┌────────

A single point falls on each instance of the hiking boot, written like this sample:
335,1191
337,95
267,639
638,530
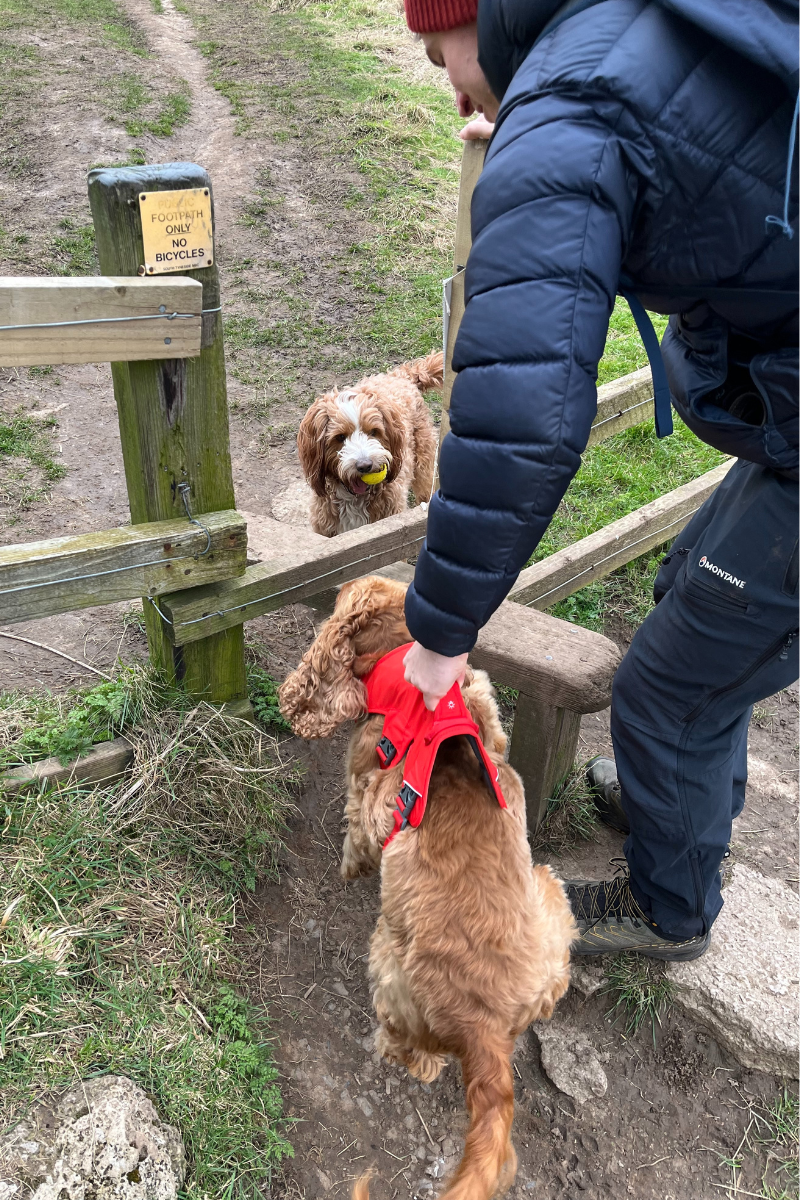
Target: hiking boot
603,785
609,921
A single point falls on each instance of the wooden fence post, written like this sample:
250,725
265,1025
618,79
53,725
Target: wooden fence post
173,418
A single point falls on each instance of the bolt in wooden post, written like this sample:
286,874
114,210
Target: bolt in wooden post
173,418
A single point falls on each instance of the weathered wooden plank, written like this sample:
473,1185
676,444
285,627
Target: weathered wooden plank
471,165
543,744
101,766
100,304
621,403
293,576
41,579
558,663
173,415
602,552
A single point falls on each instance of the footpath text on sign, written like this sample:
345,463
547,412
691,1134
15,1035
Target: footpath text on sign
176,231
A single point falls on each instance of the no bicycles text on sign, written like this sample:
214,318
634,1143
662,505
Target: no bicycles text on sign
176,231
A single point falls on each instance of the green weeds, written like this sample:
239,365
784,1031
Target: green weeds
34,727
264,697
116,945
773,1134
641,989
570,816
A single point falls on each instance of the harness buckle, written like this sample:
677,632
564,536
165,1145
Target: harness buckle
386,751
405,801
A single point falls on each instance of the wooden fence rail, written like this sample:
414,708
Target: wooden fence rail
42,579
108,319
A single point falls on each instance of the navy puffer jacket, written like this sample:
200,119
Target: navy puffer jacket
638,139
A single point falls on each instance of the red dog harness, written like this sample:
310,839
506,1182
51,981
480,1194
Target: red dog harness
410,730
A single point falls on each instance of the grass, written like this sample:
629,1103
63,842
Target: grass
570,816
52,726
347,102
106,18
263,693
119,939
73,250
771,1135
641,991
25,447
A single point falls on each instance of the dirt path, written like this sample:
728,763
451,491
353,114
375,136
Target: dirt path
283,221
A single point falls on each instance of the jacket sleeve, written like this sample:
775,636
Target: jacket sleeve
551,220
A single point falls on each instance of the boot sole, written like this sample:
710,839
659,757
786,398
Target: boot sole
666,955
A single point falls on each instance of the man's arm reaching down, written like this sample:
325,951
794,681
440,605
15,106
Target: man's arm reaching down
551,216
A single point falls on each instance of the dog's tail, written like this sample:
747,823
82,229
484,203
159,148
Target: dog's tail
489,1161
423,373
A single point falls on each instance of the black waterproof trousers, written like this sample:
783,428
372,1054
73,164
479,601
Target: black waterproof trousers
722,636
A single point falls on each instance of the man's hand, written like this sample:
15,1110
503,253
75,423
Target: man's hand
477,130
433,675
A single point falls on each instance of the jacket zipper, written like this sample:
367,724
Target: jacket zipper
782,643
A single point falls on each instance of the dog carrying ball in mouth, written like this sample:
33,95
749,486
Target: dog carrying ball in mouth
362,449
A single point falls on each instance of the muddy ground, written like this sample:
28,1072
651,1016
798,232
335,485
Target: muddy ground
673,1108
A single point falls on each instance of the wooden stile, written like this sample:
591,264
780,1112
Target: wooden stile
591,558
173,417
121,319
65,574
293,577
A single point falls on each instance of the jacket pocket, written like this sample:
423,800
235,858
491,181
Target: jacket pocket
782,645
697,880
705,594
791,577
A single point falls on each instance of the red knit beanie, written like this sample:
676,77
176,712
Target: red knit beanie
435,16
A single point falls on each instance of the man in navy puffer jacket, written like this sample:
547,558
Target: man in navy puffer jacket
639,145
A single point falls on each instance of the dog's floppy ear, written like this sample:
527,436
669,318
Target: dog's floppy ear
396,433
324,691
312,442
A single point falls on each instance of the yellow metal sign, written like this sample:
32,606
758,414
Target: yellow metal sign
176,229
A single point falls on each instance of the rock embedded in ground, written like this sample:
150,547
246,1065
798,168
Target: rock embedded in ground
745,987
101,1139
571,1061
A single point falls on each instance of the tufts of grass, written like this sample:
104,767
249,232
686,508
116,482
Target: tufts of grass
50,726
570,816
641,990
119,940
73,251
773,1137
25,449
263,693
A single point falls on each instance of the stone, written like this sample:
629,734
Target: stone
587,977
102,1139
571,1062
744,989
293,505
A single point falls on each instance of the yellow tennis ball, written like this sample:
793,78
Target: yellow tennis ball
376,477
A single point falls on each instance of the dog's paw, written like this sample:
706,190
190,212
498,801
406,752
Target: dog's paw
507,1171
354,864
423,1066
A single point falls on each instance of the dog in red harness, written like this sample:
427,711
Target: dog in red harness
473,941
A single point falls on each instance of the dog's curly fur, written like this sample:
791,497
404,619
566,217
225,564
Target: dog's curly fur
382,421
473,941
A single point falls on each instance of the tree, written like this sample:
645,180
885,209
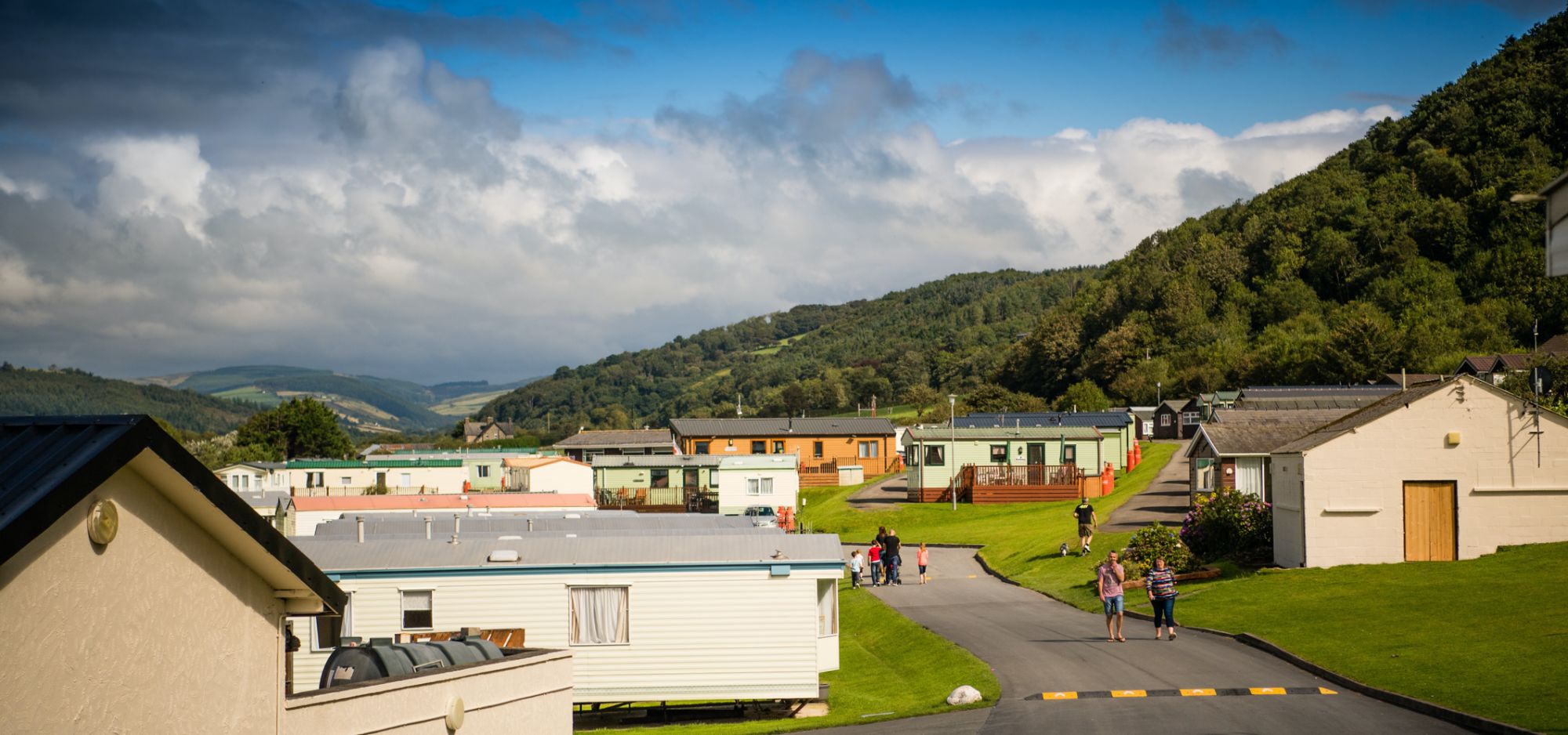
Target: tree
302,427
1084,396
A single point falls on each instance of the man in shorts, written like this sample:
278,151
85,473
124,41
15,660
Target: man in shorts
1087,523
1109,581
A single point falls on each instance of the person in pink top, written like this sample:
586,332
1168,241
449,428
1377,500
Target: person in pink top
1109,585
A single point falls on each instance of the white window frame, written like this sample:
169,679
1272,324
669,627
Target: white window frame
404,609
827,595
346,629
626,612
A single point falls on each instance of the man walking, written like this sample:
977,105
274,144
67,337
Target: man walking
1109,585
1087,524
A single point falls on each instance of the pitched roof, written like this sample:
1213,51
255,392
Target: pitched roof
1001,433
1261,432
782,427
1108,419
1368,415
445,502
620,438
49,465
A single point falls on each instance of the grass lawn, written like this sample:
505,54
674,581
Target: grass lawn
887,665
1462,634
1022,540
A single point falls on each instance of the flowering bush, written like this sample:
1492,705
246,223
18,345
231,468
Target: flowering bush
1230,526
1156,543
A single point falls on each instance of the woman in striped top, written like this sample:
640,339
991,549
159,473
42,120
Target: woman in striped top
1161,584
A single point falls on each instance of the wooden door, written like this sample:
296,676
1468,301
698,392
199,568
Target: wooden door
1431,523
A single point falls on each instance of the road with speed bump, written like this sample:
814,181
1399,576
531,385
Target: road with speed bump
1040,648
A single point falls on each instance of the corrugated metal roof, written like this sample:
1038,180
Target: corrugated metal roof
656,462
1000,433
1109,419
349,556
49,465
619,438
780,427
368,465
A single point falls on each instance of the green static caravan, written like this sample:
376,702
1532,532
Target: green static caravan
935,454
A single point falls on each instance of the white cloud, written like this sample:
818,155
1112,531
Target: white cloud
424,233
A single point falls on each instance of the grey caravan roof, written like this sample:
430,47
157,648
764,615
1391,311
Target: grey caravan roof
349,556
630,524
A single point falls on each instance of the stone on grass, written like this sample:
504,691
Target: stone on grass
964,695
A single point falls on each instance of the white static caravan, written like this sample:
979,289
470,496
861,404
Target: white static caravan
307,513
667,617
747,480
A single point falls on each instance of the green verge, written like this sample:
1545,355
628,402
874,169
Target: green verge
1022,540
1461,634
887,665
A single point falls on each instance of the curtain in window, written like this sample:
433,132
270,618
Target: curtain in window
598,615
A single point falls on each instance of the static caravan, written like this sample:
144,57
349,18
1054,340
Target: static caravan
307,513
670,617
747,480
1443,471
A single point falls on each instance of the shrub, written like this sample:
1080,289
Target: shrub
1156,543
1230,526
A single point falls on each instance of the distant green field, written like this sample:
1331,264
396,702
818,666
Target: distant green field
466,405
253,396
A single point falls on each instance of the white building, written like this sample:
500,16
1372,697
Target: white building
648,615
1448,469
747,480
305,513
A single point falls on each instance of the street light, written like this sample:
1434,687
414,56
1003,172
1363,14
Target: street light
953,444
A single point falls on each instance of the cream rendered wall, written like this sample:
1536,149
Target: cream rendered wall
161,631
1285,476
561,477
733,499
1356,483
694,634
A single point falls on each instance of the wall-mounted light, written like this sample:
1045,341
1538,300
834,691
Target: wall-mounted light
103,523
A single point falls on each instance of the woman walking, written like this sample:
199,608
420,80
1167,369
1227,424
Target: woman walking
1161,585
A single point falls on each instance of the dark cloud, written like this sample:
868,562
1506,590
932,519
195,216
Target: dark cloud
1185,40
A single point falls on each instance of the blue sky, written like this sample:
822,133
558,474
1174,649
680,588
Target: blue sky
474,190
1020,70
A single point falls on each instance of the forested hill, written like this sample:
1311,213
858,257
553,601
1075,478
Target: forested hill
1401,252
70,391
821,360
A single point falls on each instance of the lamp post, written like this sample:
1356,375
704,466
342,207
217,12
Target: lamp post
953,444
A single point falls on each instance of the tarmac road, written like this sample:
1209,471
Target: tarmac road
1037,646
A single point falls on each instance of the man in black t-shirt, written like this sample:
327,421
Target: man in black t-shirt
1087,523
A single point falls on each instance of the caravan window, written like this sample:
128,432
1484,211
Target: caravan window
332,631
598,617
827,607
418,610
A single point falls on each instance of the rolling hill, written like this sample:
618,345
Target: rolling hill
53,393
1403,252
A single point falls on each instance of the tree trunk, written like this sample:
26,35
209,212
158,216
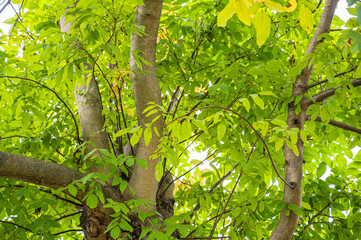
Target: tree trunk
293,164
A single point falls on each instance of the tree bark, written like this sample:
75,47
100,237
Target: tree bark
293,164
146,90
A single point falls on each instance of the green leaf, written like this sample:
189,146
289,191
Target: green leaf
258,100
358,71
125,226
267,93
159,171
321,169
303,136
279,144
73,190
296,209
306,206
147,135
279,122
262,24
226,14
306,19
221,130
358,14
16,124
200,125
246,103
115,232
243,12
136,137
293,147
92,201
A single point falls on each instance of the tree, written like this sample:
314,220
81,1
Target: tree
102,106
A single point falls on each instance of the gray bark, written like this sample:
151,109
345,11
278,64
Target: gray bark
293,164
146,90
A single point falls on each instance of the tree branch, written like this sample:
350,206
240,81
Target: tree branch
325,94
337,124
35,171
146,90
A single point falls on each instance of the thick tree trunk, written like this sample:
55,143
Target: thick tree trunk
293,164
146,90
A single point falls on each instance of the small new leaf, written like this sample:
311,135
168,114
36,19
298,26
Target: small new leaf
262,24
258,100
243,12
221,130
226,14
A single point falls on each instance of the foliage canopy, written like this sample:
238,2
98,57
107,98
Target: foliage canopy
227,87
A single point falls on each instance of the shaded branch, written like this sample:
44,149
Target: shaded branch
337,124
258,134
35,171
326,94
51,90
29,230
17,225
337,75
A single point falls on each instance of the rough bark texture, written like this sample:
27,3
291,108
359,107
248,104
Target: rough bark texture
337,124
293,164
146,90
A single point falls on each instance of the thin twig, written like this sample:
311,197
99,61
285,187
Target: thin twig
259,135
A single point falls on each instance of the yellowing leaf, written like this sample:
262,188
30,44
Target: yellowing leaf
221,130
358,71
291,6
130,112
243,12
306,19
226,14
262,24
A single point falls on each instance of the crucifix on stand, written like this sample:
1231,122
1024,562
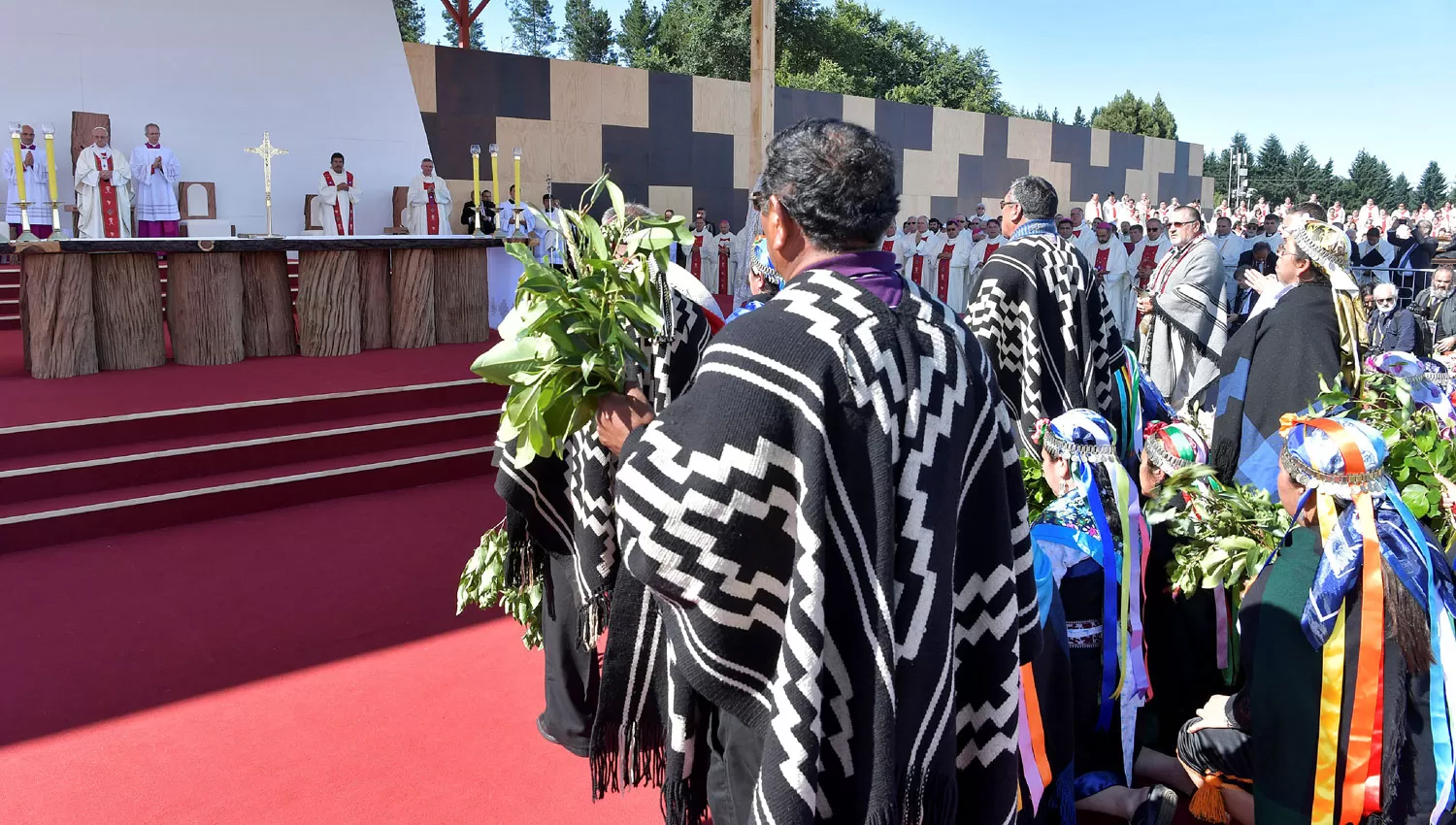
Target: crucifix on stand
267,150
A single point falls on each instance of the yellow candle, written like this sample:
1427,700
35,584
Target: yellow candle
50,163
19,166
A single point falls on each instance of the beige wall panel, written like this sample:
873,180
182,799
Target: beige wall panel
1159,154
1030,140
623,96
535,139
932,172
721,107
963,133
859,111
676,198
1060,178
576,92
577,151
421,60
1101,148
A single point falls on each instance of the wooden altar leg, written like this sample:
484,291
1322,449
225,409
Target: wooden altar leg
267,306
127,294
375,297
58,323
329,312
462,300
413,299
206,308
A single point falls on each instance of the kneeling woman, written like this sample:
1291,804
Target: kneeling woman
1347,649
1089,547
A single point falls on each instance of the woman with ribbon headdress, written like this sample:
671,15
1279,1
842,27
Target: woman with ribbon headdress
1348,655
1089,548
1275,361
1188,635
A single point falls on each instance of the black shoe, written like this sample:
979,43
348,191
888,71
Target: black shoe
1159,809
576,749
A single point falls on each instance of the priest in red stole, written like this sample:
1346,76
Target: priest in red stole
104,188
428,203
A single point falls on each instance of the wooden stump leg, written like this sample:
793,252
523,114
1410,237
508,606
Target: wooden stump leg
267,306
413,299
58,322
127,291
329,311
206,308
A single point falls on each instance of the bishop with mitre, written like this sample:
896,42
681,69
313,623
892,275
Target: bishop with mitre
102,188
154,172
428,203
337,201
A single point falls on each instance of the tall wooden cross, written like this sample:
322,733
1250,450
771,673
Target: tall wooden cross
267,150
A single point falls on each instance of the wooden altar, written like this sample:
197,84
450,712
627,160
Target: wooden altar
96,305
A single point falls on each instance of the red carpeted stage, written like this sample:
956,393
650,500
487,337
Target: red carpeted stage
230,598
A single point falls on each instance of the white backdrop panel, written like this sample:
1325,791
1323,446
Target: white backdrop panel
322,76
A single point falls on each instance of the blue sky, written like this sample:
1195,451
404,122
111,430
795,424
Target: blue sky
1260,67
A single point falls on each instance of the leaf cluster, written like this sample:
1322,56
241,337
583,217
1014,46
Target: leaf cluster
1223,533
573,332
482,583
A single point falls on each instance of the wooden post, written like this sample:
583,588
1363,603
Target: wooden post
413,299
58,325
206,308
760,75
462,296
375,296
329,309
127,296
267,306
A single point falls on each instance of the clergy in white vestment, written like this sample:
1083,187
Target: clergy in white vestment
338,198
427,204
952,271
37,181
514,217
154,175
102,189
1109,264
1229,247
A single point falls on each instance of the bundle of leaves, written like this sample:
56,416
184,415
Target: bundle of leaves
573,334
482,583
1223,533
1420,452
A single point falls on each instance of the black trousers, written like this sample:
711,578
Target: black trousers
573,676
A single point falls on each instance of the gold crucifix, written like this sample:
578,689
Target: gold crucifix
267,150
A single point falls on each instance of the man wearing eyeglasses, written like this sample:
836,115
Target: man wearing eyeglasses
1187,309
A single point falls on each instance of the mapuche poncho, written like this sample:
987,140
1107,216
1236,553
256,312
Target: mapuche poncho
835,524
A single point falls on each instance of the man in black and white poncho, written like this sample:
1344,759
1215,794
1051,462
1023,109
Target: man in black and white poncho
1042,317
833,521
561,524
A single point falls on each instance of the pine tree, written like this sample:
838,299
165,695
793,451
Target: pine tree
411,17
535,28
587,32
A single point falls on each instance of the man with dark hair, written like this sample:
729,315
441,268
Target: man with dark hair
833,522
1042,319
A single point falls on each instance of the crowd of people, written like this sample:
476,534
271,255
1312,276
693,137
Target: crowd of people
809,542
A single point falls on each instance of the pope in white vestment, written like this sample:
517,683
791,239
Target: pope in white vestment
427,206
102,189
37,182
154,175
338,198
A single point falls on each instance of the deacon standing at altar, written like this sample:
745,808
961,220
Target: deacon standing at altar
102,188
428,203
154,172
337,198
37,181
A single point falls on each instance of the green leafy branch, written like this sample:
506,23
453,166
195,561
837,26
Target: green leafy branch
573,334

└────────

*WORK TO BE COMPLETED*
The line containing "A single point falls on each instance of the gold" marks the start; retype it and each line after it through the end of the records above, exactly.

*ANSWER TO THIS TASK*
A single point falls on each instance of the gold crucifix, written like this sample:
578,689
Target: gold crucifix
267,150
A single point falls on each instance of the man wearing eyeglasses, written like this sample:
836,115
Target: man wearing eyeglasses
1187,309
A single point falls on each instance of the mapuche poncho, written like this sample:
987,140
1107,216
1236,553
256,312
Target: mapuche poncho
835,524
A single point falls on each instance of the man in black and white poncho, written like this sample:
1344,759
1215,794
1051,462
1023,109
Target: man in black and white poncho
1042,317
833,521
561,524
A single point falls on each instance of the pine tree, written like this sample:
838,299
165,695
793,451
Target: pine tree
411,17
535,28
587,32
A single point falls on each instance of the man with dark hair, written like this sample:
729,315
441,268
Target: man with dark hair
833,522
1042,319
A single point falls on each instance of the crowd of people, written like this sample:
476,534
271,255
1312,276
693,137
Target: crowd of people
809,542
A single point falls on each instance of the pope in white vestment, written like this sample:
517,683
791,239
Target: pope in white vestment
427,206
102,189
37,182
154,175
338,198
A single point falls on each instance of the deacon standing at altar, written like this sample:
745,808
961,220
Target: deacon standing at altar
102,188
428,203
154,172
337,198
37,181
A single point falls on each instance of the green leafy branch, written like this sample:
506,23
453,166
195,561
837,26
Target: green leafy branch
573,334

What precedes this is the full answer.